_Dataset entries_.
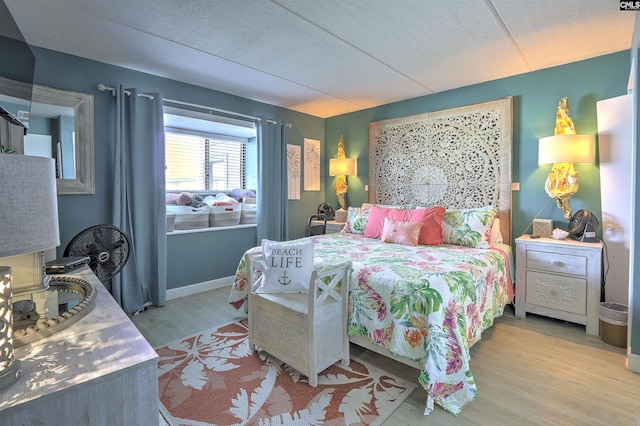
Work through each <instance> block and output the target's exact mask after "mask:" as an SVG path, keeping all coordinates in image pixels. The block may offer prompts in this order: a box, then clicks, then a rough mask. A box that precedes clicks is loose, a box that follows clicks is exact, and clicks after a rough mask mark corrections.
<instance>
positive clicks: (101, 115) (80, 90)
mask: <svg viewBox="0 0 640 426" xmlns="http://www.w3.org/2000/svg"><path fill="white" fill-rule="evenodd" d="M636 40H637V38H636ZM634 46H636V47H637V46H638V43H635V44H634ZM33 50H34V53H35V55H36V73H35V83H36V84H41V85H44V86H50V87H54V88H57V89H63V90H73V91H78V92H84V93H89V94H93V95H94V101H95V152H96V165H95V169H96V193H95V195H61V196H60V197H59V210H60V234H61V235H60V239H61V245H60V247H59V249H58V255H62V251H63V250H64V247H66V245H67V243H68V242H69V240H70V239H71V238H72V237H73V236H74V235H75V234H76V233H78V232H80V231H81V230H83V229H85V228H87V227H89V226H93V225H97V224H101V223H108V222H109V218H110V212H111V206H112V201H111V194H112V191H113V188H112V186H111V185H112V178H111V176H112V171H111V170H112V169H111V168H112V163H113V157H112V143H113V140H114V138H115V135H114V132H113V127H114V125H113V122H114V113H115V110H114V100H113V98H112V97H111V96H110V95H109V94H108V93H106V92H100V91H98V90H97V87H96V86H97V84H98V83H104V84H107V85H110V86H116V85H117V84H119V83H122V84H125V85H126V86H128V87H137V88H138V89H139V90H141V91H143V92H160V93H162V94H163V96H164V97H167V98H171V99H178V100H182V101H186V102H193V103H198V104H205V105H214V106H217V107H220V108H223V109H228V110H233V111H237V112H240V113H243V114H248V115H256V116H265V117H268V118H275V119H283V120H285V121H287V122H288V123H291V124H292V128H291V129H290V130H289V131H288V142H289V143H291V144H296V145H300V146H302V143H303V139H304V138H312V139H319V140H320V141H321V144H322V148H323V150H324V160H325V167H323V168H322V170H321V189H320V191H315V192H308V191H301V200H296V201H290V202H289V217H290V220H289V224H290V237H291V238H297V237H301V236H303V235H304V227H305V223H306V218H307V217H308V216H309V215H310V214H312V213H314V212H315V210H316V208H317V206H318V204H320V203H321V202H323V201H325V199H326V201H328V202H330V203H332V204H333V205H334V206H336V207H337V199H336V196H335V193H334V192H333V184H334V181H333V178H331V177H328V176H327V173H326V170H327V168H328V158H331V157H334V156H335V155H336V151H337V143H338V138H339V136H340V134H344V137H345V145H346V152H347V156H349V157H357V159H358V163H357V167H358V169H357V171H358V176H354V177H349V178H348V179H349V192H348V203H349V205H359V204H361V203H362V202H364V201H366V200H367V199H368V196H367V193H366V192H365V191H364V185H366V184H368V183H369V182H368V165H367V141H368V134H367V132H368V123H370V122H372V121H378V120H383V119H388V118H395V117H402V116H406V115H411V114H418V113H422V112H426V111H435V110H440V109H445V108H451V107H457V106H462V105H467V104H471V103H476V102H484V101H488V100H493V99H498V98H503V97H506V96H512V97H513V107H514V108H513V119H514V122H513V125H514V147H513V148H514V150H513V152H514V156H513V158H514V163H513V179H514V182H520V191H519V192H514V194H513V234H514V236H518V235H519V234H520V233H521V232H522V231H524V229H525V228H526V226H527V225H528V223H529V222H530V221H531V219H532V218H533V217H534V215H535V214H536V212H538V211H539V210H540V208H541V207H542V206H543V205H544V203H545V202H546V201H547V196H546V194H545V192H544V189H543V185H544V180H545V178H546V175H547V174H548V172H549V169H550V167H538V165H537V141H538V139H539V138H540V137H544V136H550V135H552V134H553V128H554V125H555V111H556V107H557V104H558V100H559V99H560V98H561V97H564V96H568V97H569V99H570V107H571V117H572V118H573V120H574V122H575V125H576V129H577V130H578V132H580V133H593V134H595V133H596V129H597V126H596V101H598V100H600V99H606V98H611V97H615V96H620V95H623V94H625V93H626V85H627V81H628V76H629V69H630V62H631V61H630V56H631V55H630V54H629V52H628V51H625V52H619V53H615V54H612V55H607V56H602V57H598V58H594V59H590V60H587V61H582V62H577V63H573V64H569V65H565V66H561V67H555V68H550V69H546V70H542V71H537V72H533V73H529V74H525V75H520V76H515V77H510V78H505V79H501V80H496V81H491V82H487V83H482V84H478V85H474V86H469V87H464V88H461V89H457V90H451V91H448V92H444V93H439V94H435V95H430V96H424V97H420V98H415V99H410V100H406V101H403V102H397V103H393V104H389V105H384V106H381V107H378V108H371V109H367V110H364V111H359V112H355V113H351V114H345V115H341V116H337V117H333V118H329V119H326V120H323V119H320V118H317V117H313V116H310V115H307V114H301V113H297V112H293V111H290V110H286V109H283V108H278V107H275V106H272V105H268V104H264V103H260V102H255V101H250V100H247V99H244V98H239V97H236V96H232V95H229V94H225V93H222V92H216V91H212V90H207V89H203V88H200V87H197V86H193V85H188V84H185V83H181V82H177V81H173V80H168V79H164V78H161V77H157V76H153V75H150V74H146V73H142V72H138V71H133V70H128V69H125V68H120V67H115V66H111V65H107V64H104V63H100V62H95V61H90V60H86V59H82V58H78V57H74V56H70V55H65V54H62V53H58V52H53V51H50V50H46V49H40V48H34V49H33ZM632 54H635V55H636V56H637V51H636V50H635V49H634V50H633V51H632ZM636 87H637V86H636ZM639 133H640V130H639ZM636 155H637V154H636ZM576 167H577V170H578V172H579V173H580V183H581V185H580V187H581V190H580V191H579V192H578V193H577V194H576V195H575V196H574V197H572V203H571V204H572V207H573V209H574V211H575V210H578V209H580V208H585V209H589V210H592V211H594V212H595V213H596V215H598V216H600V213H601V208H600V192H599V191H600V185H599V171H598V166H597V163H596V164H593V165H584V164H580V165H577V166H576ZM636 180H637V177H636ZM541 217H546V218H552V219H553V220H554V221H555V226H559V227H566V221H565V220H564V218H563V217H562V214H561V212H560V211H559V210H558V209H557V208H556V207H555V206H554V205H553V203H551V204H550V205H549V207H548V208H547V209H546V210H545V211H543V212H542V213H541ZM637 225H640V223H639V224H637ZM256 243H257V241H256V236H255V230H253V229H250V230H237V231H217V232H206V233H199V234H190V235H175V236H170V237H169V240H168V258H167V267H168V271H169V282H168V288H177V287H181V286H185V285H189V284H194V283H199V282H203V281H208V280H214V279H217V278H223V277H227V276H229V275H231V274H232V273H233V271H234V270H235V265H237V262H238V260H239V257H240V254H241V253H242V252H244V250H246V248H249V247H252V246H254V245H255V244H256ZM634 265H635V269H636V270H640V269H639V268H640V265H639V264H638V261H637V260H636V261H635V263H634ZM634 282H640V280H634ZM633 294H634V297H635V299H634V306H636V309H635V310H634V312H632V317H633V318H634V324H635V327H632V331H633V336H632V339H631V343H632V345H633V346H632V347H633V352H634V353H638V352H640V325H638V322H639V321H640V313H639V312H638V310H639V309H640V300H639V299H640V290H638V291H635V292H633Z"/></svg>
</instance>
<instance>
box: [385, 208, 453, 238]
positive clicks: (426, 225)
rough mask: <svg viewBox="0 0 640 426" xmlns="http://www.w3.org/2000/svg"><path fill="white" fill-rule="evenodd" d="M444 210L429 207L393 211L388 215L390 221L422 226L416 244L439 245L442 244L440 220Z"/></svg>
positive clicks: (445, 210)
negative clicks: (417, 224) (419, 225)
mask: <svg viewBox="0 0 640 426" xmlns="http://www.w3.org/2000/svg"><path fill="white" fill-rule="evenodd" d="M445 212H446V209H445V208H444V207H431V208H428V209H416V210H403V209H395V211H393V212H392V213H391V214H390V216H389V217H390V218H391V219H395V220H402V221H405V222H419V223H421V224H422V229H421V230H420V238H419V239H418V244H427V245H441V244H442V243H443V242H444V234H443V232H442V219H443V218H444V213H445Z"/></svg>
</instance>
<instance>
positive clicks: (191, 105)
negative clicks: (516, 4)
mask: <svg viewBox="0 0 640 426" xmlns="http://www.w3.org/2000/svg"><path fill="white" fill-rule="evenodd" d="M163 102H168V103H170V104H178V105H184V106H190V107H193V108H200V109H205V110H207V111H209V114H212V113H214V112H221V113H223V114H228V115H235V116H236V117H243V118H247V119H249V120H255V121H262V119H261V118H260V117H254V116H253V115H246V114H241V113H239V112H234V111H229V110H226V109H222V108H217V107H212V106H207V105H199V104H192V103H191V102H184V101H177V100H175V99H166V98H165V99H163ZM266 122H267V123H271V124H278V122H277V121H276V120H268V119H267V120H266ZM286 126H287V128H289V129H290V128H291V124H289V123H287V124H286Z"/></svg>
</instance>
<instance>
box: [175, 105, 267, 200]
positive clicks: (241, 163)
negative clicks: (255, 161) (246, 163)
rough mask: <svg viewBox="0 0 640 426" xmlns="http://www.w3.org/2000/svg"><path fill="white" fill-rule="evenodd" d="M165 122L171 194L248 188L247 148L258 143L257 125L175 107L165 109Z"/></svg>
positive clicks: (210, 191)
mask: <svg viewBox="0 0 640 426" xmlns="http://www.w3.org/2000/svg"><path fill="white" fill-rule="evenodd" d="M164 120H165V143H166V149H165V154H166V171H165V179H166V190H167V191H169V192H171V191H173V192H175V191H192V192H200V191H205V192H229V191H231V190H233V189H236V188H246V180H247V178H246V176H247V167H246V163H247V161H246V156H247V144H248V143H249V142H250V141H251V140H255V136H256V131H255V125H254V123H252V122H246V121H242V120H236V119H231V118H226V117H219V116H214V115H210V114H202V113H198V112H194V111H186V110H179V109H177V108H171V107H165V114H164ZM253 145H255V144H253ZM249 175H252V173H249Z"/></svg>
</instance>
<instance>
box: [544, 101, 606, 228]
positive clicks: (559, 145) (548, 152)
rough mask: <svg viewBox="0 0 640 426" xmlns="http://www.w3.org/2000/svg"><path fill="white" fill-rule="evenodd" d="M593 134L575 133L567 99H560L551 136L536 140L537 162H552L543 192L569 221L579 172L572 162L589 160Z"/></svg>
mask: <svg viewBox="0 0 640 426" xmlns="http://www.w3.org/2000/svg"><path fill="white" fill-rule="evenodd" d="M594 139H595V138H594V136H593V135H578V134H576V131H575V128H574V125H573V121H572V120H571V118H570V117H569V98H566V97H565V98H562V99H561V100H560V102H559V104H558V111H557V113H556V127H555V131H554V136H549V137H546V138H542V139H540V140H539V143H538V164H539V165H543V164H553V167H552V168H551V173H549V175H548V176H547V180H546V182H545V186H544V188H545V191H546V192H547V194H548V195H549V197H551V198H554V199H555V200H556V205H557V206H558V208H559V209H560V210H562V211H563V213H564V217H565V219H567V220H571V206H570V204H569V203H570V197H571V196H572V195H574V194H575V193H576V192H578V189H579V183H578V173H576V171H575V169H574V167H573V163H592V162H593V147H594V145H595V140H594Z"/></svg>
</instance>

_WHAT TO PRODUCE_.
Only one stretch of the data above is needed. Restate it word for word, from the line containing "positive clicks: (210, 191)" through the line containing "positive clicks: (559, 145) (548, 152)", both ends included.

_TASK ANSWER_.
positive clicks: (210, 191)
mask: <svg viewBox="0 0 640 426" xmlns="http://www.w3.org/2000/svg"><path fill="white" fill-rule="evenodd" d="M164 120H165V143H166V149H165V154H166V171H165V179H166V190H167V191H169V192H171V191H173V192H175V191H192V192H200V191H205V192H229V191H231V190H233V189H236V188H246V180H247V178H246V176H247V167H246V163H247V161H246V156H247V144H248V143H249V142H250V141H251V140H255V136H256V131H255V125H254V123H252V122H246V121H242V120H236V119H231V118H226V117H219V116H214V115H210V114H202V113H198V112H194V111H186V110H179V109H177V108H171V107H165V114H164ZM253 145H255V144H253ZM249 175H252V173H249Z"/></svg>
</instance>
<instance>
box: [544, 101, 606, 228]
positive clicks: (559, 145) (548, 152)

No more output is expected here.